_PROBLEM TO WORK ON_
Copy out everything from the line containing "Would you be able to indicate the man's mustache" down to the last line of the items, keeping every character unchanged.

_DATA FOR THIS EXERCISE_
BEGIN
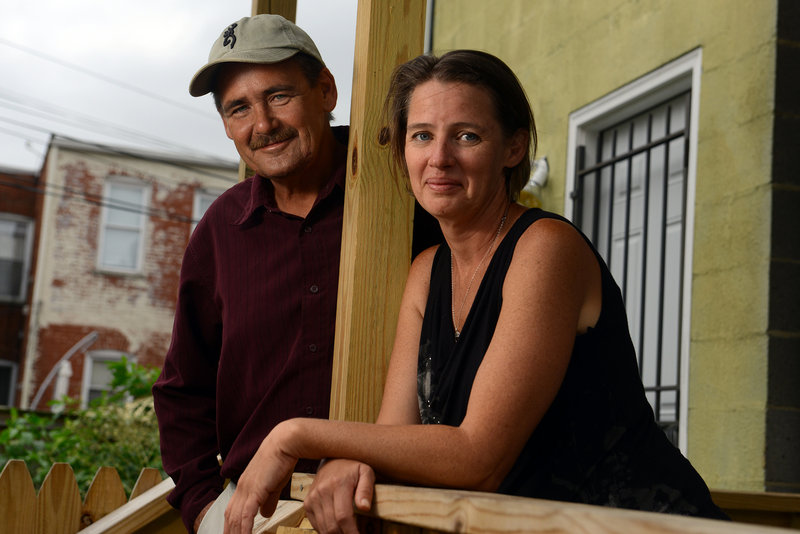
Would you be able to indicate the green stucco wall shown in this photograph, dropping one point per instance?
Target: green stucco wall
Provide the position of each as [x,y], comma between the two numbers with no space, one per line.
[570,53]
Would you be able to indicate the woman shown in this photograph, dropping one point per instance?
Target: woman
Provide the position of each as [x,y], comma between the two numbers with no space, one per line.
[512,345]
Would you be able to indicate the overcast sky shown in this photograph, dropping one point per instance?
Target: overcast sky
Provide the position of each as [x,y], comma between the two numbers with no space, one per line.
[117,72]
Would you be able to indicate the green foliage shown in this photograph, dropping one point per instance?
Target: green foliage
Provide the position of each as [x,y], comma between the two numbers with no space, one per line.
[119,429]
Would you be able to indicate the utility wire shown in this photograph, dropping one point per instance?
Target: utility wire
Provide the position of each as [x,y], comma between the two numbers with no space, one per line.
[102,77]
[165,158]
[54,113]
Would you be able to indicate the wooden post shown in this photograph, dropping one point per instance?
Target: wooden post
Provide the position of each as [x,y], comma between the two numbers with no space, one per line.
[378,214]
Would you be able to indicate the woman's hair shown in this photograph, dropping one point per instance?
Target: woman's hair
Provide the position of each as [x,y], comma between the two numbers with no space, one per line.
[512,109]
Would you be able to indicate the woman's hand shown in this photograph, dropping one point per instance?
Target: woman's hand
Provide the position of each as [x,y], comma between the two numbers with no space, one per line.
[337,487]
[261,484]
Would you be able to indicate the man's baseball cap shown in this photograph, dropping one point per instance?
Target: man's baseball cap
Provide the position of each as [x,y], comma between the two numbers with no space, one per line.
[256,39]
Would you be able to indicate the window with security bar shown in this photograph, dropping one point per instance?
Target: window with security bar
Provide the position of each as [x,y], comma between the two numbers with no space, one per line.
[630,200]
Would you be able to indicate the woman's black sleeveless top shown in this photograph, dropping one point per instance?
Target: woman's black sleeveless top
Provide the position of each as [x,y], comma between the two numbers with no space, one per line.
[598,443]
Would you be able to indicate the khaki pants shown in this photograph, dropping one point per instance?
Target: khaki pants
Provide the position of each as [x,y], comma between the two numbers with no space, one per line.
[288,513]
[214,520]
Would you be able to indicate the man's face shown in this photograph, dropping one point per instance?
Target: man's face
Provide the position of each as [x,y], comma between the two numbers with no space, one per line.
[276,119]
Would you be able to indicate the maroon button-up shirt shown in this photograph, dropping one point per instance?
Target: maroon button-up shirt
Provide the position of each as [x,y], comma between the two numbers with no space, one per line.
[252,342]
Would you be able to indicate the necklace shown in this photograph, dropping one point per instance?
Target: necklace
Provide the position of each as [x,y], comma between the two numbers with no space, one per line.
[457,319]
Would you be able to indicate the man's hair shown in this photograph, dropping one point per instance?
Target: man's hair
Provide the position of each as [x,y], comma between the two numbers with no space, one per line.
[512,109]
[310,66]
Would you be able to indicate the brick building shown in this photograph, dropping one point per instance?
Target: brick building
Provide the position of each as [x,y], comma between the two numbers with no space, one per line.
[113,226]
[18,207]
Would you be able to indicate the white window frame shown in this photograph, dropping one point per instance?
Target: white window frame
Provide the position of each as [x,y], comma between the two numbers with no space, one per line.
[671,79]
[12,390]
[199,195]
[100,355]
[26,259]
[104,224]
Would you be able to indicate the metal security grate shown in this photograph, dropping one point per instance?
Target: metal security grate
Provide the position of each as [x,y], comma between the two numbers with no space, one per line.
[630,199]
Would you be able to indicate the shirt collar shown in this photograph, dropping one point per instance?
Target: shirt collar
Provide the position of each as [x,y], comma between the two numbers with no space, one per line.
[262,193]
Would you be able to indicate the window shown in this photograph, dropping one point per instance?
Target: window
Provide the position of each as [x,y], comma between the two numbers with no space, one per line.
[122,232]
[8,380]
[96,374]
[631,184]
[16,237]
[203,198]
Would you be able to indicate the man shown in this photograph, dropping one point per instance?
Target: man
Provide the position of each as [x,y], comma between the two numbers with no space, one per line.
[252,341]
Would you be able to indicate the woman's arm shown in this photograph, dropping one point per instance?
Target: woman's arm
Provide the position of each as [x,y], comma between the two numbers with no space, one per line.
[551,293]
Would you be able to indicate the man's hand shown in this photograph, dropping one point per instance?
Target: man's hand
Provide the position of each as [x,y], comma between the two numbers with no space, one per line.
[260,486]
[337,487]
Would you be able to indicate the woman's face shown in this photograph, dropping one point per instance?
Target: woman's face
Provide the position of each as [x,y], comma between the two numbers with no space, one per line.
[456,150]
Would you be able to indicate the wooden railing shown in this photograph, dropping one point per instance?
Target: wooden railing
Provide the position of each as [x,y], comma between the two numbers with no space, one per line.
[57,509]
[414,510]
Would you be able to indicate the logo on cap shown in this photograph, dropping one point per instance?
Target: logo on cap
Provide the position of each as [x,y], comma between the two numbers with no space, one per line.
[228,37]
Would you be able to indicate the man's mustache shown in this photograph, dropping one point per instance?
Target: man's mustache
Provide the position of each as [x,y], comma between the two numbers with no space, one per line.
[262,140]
END
_EXERCISE RESULT_
Would you be able to indicate the man's mustache shown in this photograph, dropping one point per instance?
Target: man's mustache
Provide the position of each as [x,y], comma between the two numbers with no space, one per line.
[262,140]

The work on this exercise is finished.